### READING TEXT
_ _ _ _ _
Another fine mess

If I were sitting in a mountain-top lair, twirling my moustaches and cackling evilly, I don’t think I could devise an environment more conducive to financial crime than the UK in late 2020.  Put to one side the spinelessness of our government as its leaders line their pockets, promote their friends and ennoble their backers.  Ignore if you will the incredulous reactions of other jurisdictions as we berate them for lack of transparency while we hobble our own beneficial ownership register.  No, the topic which has given me today’s leg-up onto my high horse is freeports.

It may surprise you to learn that I am a financial simpleton.  I work, I earn money, I fill in a tax return and I pay what I’m told to pay.  My most thrilling financial adventure of recent months was buying some premium bonds.  As a consequence, I tend to go back to basics when confronted with a financial innovation.  If someone suggests to me, for instance, carving off a bit of land from a country and giving it a different financial status so that people can move stuff through that bit of land without having to comply with the law of the land to which it is attached and belongs and is governed by for all other purposes, I wonder what’s up.  Sure, I can see the benefits for the importers and exporters – they’ll make more money.  And they’ll like the government of the country which has carved out this special bit of land for giving them that extra money for doing nothing at all.  There’ll be a few jobs in the carved-off bit, but how does it help the country beyond that?  Not at all. On the contrary, I think it makes it appear suspicious in the eyes of countries that have not carved off bits of themselves and pretended that they are somehow different and exempt.
_ _ _ _ _
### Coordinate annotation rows

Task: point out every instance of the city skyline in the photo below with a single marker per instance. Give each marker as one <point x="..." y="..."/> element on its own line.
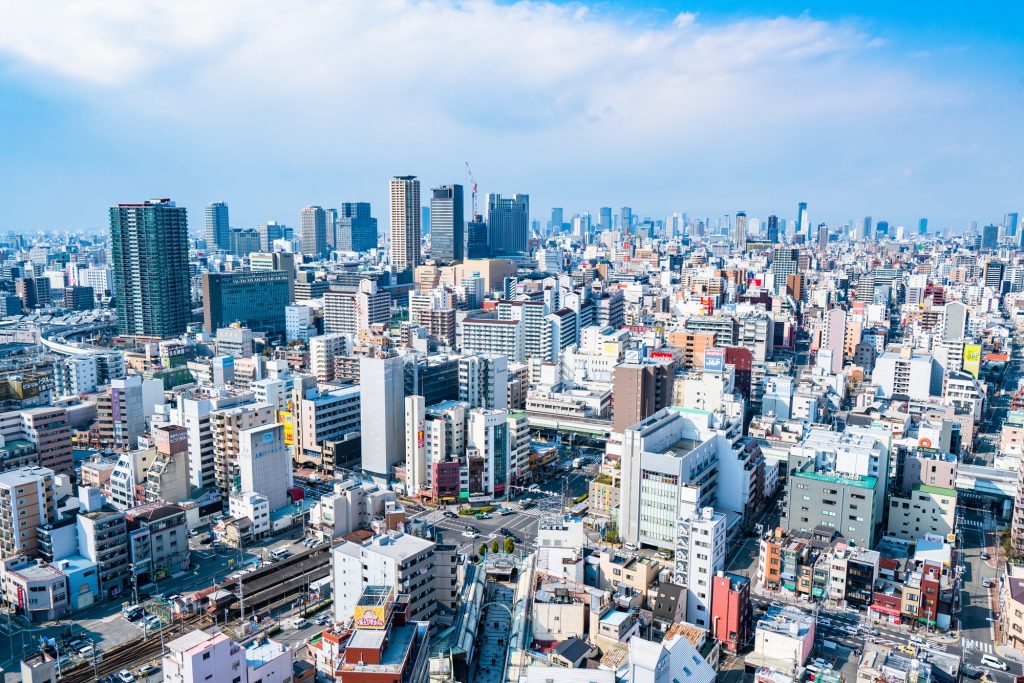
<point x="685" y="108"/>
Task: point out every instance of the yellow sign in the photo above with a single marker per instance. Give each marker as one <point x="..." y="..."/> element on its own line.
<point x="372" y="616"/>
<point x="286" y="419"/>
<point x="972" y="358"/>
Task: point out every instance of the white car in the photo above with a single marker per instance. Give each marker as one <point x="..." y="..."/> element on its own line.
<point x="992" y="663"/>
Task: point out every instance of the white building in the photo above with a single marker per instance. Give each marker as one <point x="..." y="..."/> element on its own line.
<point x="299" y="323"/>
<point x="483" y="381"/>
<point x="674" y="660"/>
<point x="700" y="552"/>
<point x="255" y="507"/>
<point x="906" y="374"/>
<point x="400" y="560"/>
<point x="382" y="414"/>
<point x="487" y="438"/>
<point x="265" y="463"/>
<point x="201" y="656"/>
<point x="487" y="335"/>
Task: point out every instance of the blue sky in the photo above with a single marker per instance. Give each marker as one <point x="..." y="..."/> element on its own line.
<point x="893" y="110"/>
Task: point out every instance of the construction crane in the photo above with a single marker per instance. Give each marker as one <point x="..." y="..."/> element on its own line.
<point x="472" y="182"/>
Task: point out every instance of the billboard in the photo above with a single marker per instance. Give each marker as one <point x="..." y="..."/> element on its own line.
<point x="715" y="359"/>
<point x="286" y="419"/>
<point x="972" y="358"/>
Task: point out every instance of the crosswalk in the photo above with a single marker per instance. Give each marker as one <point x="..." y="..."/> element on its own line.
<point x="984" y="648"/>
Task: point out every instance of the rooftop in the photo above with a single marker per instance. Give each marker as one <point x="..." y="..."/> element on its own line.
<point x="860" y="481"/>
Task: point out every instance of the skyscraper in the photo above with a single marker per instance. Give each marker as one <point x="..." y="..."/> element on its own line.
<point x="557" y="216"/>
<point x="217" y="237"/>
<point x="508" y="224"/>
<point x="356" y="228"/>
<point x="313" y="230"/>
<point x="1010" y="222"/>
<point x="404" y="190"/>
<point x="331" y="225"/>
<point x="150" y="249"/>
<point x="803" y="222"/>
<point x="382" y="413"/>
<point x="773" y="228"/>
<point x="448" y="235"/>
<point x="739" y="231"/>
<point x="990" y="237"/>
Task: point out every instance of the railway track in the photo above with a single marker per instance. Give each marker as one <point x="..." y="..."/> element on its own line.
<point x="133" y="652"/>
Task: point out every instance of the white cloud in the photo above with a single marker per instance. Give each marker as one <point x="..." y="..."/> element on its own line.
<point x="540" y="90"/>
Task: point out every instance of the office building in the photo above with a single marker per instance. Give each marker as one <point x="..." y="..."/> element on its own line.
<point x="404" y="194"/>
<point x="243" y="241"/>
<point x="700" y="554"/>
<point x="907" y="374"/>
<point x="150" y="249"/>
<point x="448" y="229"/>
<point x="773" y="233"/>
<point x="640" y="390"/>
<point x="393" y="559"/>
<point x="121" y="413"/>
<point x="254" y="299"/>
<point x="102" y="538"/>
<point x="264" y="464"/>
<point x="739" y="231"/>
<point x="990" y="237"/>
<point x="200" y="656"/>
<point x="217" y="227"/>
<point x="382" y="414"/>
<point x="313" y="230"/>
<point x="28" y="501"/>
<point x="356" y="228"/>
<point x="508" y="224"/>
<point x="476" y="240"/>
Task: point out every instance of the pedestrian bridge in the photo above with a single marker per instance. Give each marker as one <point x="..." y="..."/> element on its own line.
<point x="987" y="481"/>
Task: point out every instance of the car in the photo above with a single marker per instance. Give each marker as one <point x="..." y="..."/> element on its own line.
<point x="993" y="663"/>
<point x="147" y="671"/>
_ _ _ _ _
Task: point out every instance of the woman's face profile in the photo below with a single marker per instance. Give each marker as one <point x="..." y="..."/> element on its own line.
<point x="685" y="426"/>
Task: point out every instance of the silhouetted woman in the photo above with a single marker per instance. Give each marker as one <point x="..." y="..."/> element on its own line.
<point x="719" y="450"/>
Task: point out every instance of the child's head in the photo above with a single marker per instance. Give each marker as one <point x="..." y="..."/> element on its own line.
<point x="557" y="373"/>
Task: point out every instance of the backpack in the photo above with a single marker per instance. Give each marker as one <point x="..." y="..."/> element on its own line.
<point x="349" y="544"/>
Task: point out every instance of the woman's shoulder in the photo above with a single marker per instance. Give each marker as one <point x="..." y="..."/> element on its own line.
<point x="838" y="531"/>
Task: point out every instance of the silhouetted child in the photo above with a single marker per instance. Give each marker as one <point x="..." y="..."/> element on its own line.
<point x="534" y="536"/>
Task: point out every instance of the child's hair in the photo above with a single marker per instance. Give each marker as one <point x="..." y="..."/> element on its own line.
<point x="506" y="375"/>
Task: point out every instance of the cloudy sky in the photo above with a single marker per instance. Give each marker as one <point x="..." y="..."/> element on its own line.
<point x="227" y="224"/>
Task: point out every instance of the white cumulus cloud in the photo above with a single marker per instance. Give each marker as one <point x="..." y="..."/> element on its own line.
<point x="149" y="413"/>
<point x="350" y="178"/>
_ _ _ _ _
### YOUR TASKS
a) Answer these questions from the essay on freeports:
(i) What topic does the writer say provided the day's leg-up onto a high horse?
(ii) What does the writer call their most thrilling financial adventure of recent months?
(iii) Which register does the writer say the UK is hobbling?
b) Locate every row that contains the string "below", and copy each such row. Matching is case-sensitive.
The essay on freeports and the rows come from unrelated sources.

### RESULTS FOR THE EXERCISE
a)
(i) Freeports.
(ii) Buying some premium bonds.
(iii) Its own beneficial ownership register.

b)
Task: point out every instance of the city skyline in the photo below with a single marker per instance. Give each marker as one <point x="..." y="..."/> element on its own line.
Task: point out every instance of the woman's face profile in the photo below with a single marker per instance. Give each marker as one <point x="..." y="..."/> element on its own line.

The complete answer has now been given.